Equine ELISPOT assay to study secretion of IFNγ and IL-4 from peripheral blood mononuclear cells

Human and mouse immune system cells are the most frequently used specimens in ELISPOT assays. In an effect to expand the application of ELISPOT assay to other species, we developed matched antibody pairs for ready-to-use kits designed for studying the frequency of equine IFNγ- and IL-4-secreting peripheral blood mononuclear cells (PBMCs). Equine PBMCs were stimulated with either concanavalin A (Con A) or calcium ionomycin mixed with phorbol 12-myristate 13-acetate (CaI + PMA). We found that Con A, in general, had a more profound stimulating effect than CaI + PMA on IL-4 secretion, whereas both stimulatory and inhibitory effects were observed on IFNγ secretion. Our data demonstrate a large dynamic range in IFNγ and IL-4 secretion among different donors, which may reflect animal health and serve as a valuable diagnostic marker.

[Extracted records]
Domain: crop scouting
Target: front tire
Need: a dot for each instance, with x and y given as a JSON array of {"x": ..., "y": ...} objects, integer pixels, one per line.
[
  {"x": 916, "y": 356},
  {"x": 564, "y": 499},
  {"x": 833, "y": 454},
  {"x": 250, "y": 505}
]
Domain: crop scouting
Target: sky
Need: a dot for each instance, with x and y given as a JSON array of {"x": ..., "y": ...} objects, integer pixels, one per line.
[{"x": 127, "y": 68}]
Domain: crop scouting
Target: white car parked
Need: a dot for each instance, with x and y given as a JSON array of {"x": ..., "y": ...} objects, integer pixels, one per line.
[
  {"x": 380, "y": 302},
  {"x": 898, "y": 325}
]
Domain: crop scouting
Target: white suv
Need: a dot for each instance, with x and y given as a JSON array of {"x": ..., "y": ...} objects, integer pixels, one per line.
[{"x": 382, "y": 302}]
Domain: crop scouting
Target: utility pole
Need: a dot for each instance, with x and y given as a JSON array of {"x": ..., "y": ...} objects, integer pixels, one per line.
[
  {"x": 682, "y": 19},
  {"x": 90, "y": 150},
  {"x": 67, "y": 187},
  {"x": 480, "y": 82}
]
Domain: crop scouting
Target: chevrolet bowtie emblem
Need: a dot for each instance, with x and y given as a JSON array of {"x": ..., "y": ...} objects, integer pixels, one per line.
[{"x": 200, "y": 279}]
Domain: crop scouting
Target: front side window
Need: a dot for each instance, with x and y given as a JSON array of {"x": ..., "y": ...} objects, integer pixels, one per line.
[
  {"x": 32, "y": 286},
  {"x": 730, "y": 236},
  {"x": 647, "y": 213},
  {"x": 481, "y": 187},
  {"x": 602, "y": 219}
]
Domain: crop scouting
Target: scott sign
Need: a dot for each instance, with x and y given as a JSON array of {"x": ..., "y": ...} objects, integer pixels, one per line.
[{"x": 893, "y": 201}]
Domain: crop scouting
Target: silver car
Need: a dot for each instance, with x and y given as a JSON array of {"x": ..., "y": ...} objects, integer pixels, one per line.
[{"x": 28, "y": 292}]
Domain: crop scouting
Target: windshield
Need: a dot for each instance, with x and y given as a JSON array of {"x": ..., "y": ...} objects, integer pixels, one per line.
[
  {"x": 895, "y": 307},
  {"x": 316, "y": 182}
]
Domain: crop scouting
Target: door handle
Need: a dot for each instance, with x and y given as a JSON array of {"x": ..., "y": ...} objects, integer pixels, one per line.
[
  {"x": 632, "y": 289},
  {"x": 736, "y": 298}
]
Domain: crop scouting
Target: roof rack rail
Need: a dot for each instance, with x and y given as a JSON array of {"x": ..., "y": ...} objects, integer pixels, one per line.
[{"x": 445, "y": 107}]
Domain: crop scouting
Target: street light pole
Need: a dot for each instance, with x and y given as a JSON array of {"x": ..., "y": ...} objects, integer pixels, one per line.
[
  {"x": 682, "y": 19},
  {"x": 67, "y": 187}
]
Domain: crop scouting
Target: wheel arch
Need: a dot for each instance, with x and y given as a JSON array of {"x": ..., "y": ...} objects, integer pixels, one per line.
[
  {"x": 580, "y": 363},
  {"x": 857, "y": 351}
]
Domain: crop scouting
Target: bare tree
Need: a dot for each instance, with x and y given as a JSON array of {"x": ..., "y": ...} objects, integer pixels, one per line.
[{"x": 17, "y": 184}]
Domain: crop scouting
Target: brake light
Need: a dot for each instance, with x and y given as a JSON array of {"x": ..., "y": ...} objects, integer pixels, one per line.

• Task item
Copy the text on the equine ELISPOT assay word for word, between "Human and mouse" and "valuable diagnostic marker.", inclusive.

• Written response
Human and mouse immune system cells are the most frequently used specimens in ELISPOT assays. In an effect to expand the application of ELISPOT assay to other species, we developed matched antibody pairs for ready-to-use kits designed for studying the frequency of equine IFNγ- and IL-4-secreting peripheral blood mononuclear cells (PBMCs). Equine PBMCs were stimulated with either concanavalin A (Con A) or calcium ionomycin mixed with phorbol 12-myristate 13-acetate (CaI + PMA). We found that Con A, in general, had a more profound stimulating effect than CaI + PMA on IL-4 secretion, whereas both stimulatory and inhibitory effects were observed on IFNγ secretion. Our data demonstrate a large dynamic range in IFNγ and IL-4 secretion among different donors, which may reflect animal health and serve as a valuable diagnostic marker.